About this task: Can you reproduce the data beneath, keeping every line exact?

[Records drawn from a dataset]
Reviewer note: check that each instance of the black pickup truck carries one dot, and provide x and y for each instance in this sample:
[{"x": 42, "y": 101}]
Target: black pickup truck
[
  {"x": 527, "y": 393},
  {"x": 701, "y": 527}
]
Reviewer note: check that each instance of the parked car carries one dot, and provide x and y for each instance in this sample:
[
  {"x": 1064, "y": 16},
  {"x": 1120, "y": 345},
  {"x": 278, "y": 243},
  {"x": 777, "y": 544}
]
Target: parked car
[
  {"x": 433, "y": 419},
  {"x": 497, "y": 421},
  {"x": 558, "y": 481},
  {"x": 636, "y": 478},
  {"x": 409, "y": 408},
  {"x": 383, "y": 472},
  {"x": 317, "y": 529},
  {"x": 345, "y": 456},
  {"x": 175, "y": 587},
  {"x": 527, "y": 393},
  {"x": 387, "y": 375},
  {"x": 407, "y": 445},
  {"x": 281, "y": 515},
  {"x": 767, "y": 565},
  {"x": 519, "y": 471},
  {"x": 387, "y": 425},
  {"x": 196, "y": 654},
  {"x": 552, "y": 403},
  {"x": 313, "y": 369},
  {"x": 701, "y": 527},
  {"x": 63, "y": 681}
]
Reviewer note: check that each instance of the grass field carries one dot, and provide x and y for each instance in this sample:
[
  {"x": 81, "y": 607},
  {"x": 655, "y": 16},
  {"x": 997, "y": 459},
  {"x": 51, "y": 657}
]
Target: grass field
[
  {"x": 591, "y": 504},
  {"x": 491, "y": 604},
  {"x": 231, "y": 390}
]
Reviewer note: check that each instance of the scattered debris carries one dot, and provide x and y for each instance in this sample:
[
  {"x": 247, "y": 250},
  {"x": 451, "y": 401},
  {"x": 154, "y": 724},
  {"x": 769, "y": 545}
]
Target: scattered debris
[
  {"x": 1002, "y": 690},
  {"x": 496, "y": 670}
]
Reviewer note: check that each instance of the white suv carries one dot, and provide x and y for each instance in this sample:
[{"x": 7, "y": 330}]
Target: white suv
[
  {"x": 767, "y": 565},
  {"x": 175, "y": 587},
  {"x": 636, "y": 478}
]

Answer to this exercise:
Reviewer note: check that each instance of the black pickup truck carries one dot, and provide x and y for each instance in this sample:
[{"x": 42, "y": 101}]
Target: black pickup truck
[
  {"x": 527, "y": 393},
  {"x": 701, "y": 527}
]
Reviewer note: check that each instance of the parked car carries one dot, and provide x and y for each instance in this sample:
[
  {"x": 1064, "y": 16},
  {"x": 1120, "y": 345},
  {"x": 278, "y": 243},
  {"x": 777, "y": 544}
]
Target: parked car
[
  {"x": 433, "y": 419},
  {"x": 497, "y": 421},
  {"x": 558, "y": 481},
  {"x": 636, "y": 478},
  {"x": 409, "y": 408},
  {"x": 383, "y": 472},
  {"x": 317, "y": 529},
  {"x": 345, "y": 456},
  {"x": 175, "y": 587},
  {"x": 527, "y": 393},
  {"x": 387, "y": 375},
  {"x": 407, "y": 445},
  {"x": 281, "y": 515},
  {"x": 767, "y": 565},
  {"x": 519, "y": 471},
  {"x": 387, "y": 425},
  {"x": 196, "y": 654},
  {"x": 552, "y": 403},
  {"x": 313, "y": 369},
  {"x": 701, "y": 527},
  {"x": 63, "y": 681}
]
Reviewer note: check that each instance of the grass field carries one dot, and provide x and y for each instance in this sample:
[
  {"x": 81, "y": 607},
  {"x": 655, "y": 16},
  {"x": 997, "y": 459},
  {"x": 51, "y": 657}
]
Target: grass field
[
  {"x": 591, "y": 504},
  {"x": 491, "y": 604},
  {"x": 231, "y": 390}
]
Reviewer note: check that each instance of the scattered debris carries one dot, and provide x and y for each instance in this sample:
[
  {"x": 247, "y": 250},
  {"x": 451, "y": 401},
  {"x": 154, "y": 724},
  {"x": 769, "y": 545}
]
Target: scattered debris
[
  {"x": 1002, "y": 690},
  {"x": 496, "y": 670}
]
Reviewer note: check that each instance of the white suv carries one dot, and provide x and y for each instance in this sample:
[{"x": 7, "y": 330}]
Target: white suv
[
  {"x": 767, "y": 565},
  {"x": 175, "y": 587},
  {"x": 636, "y": 478}
]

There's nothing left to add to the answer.